• _Required action 1_
Name every development that the passage on e-commerce and physical stores says is reshaping e-commerce.
• _Required action 2_
Resume the passage on e-commerce and physical stores after its final sentence and keep writing it.

The source of the disruption was no secret. In 2016, e-commerce accounted for a whopping $1.9 trillion in retail transactions, said Stephens. In the first hour of Singles Day alone, China's Alibaba did $8.6 billion in online sales, he continued. And if that didn't register with a fashion industry that has been slow to embrace e-commerce, Amazon is set to become the number one seller of apparel in the US by the end of 2017, Stephens added. "This is the end of the beginning of e-commerce," he said.
E-commerce is being reshaped by everything from subscription models to conversational commerce to 3D printing, noted Stephens. But what of physical stores?
As the world becomes more and more virtual, people increasingly crave physical experiences. As a result, the store won’t die, said Stephens. But in order to survive, they must change. “Media is becoming the store,” he said, pointing to the rise of online product experiences. “As a result stores must become media… stores are the most powerful, measurable, manageable form of media that a brand has at disposal.”

• _Data extracts_

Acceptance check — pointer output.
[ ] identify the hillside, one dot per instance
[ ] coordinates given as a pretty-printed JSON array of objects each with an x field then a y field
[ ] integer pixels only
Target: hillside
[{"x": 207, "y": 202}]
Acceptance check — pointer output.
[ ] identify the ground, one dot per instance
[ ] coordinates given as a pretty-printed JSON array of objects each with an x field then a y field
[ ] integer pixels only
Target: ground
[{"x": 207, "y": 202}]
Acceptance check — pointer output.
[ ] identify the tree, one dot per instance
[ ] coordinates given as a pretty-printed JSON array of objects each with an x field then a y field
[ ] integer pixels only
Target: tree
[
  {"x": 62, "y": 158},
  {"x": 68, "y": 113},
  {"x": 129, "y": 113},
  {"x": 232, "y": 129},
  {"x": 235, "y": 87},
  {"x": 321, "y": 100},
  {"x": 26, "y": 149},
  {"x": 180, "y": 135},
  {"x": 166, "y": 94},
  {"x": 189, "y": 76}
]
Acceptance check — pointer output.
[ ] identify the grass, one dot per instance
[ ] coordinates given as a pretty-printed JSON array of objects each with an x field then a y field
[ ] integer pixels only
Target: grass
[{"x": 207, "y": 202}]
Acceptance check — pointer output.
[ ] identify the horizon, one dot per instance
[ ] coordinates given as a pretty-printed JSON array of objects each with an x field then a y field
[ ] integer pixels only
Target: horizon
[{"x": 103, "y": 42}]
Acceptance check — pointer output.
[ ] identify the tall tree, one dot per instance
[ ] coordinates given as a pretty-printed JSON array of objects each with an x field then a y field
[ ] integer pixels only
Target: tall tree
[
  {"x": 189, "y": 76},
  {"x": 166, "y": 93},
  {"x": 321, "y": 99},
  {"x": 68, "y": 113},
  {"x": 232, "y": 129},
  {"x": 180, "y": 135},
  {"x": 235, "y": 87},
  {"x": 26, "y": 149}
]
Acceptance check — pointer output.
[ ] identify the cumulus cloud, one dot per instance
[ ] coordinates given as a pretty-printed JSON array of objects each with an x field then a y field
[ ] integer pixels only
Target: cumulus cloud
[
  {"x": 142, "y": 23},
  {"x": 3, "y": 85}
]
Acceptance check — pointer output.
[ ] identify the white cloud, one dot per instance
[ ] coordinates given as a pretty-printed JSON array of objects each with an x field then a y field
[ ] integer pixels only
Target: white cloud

• _Result 1_
Subscription models, conversational commerce, 3D printing

• _Result 2_
"Stores can't be just about distributing products," he explained. "They need to be about distributing experiences — less stores, more stories," he continued, citing successful examples from Sonos, Bandier, Apple, Nordstrom and Sneakerboy. That means putting less emphasis on shopping and more emphasis on entertainment, hospitality and community.
“Experiences with friends are what plays well on Instagram — more than products,” noted Stephens. “Why can’t communal experiences and shopping come together?” he continued, suggesting a new formula for retail: community plus a great physical environment plus great products.
He ended with an amusing analogy, showing a slide of a basic London bus stop. “This is retail for the last hundred years — functional,” he said, before flashing up a slide of a new model bus stop in Montréal, featuring playground-style swings. Infinitely more experiential, communal and fun — what retail must become to survive.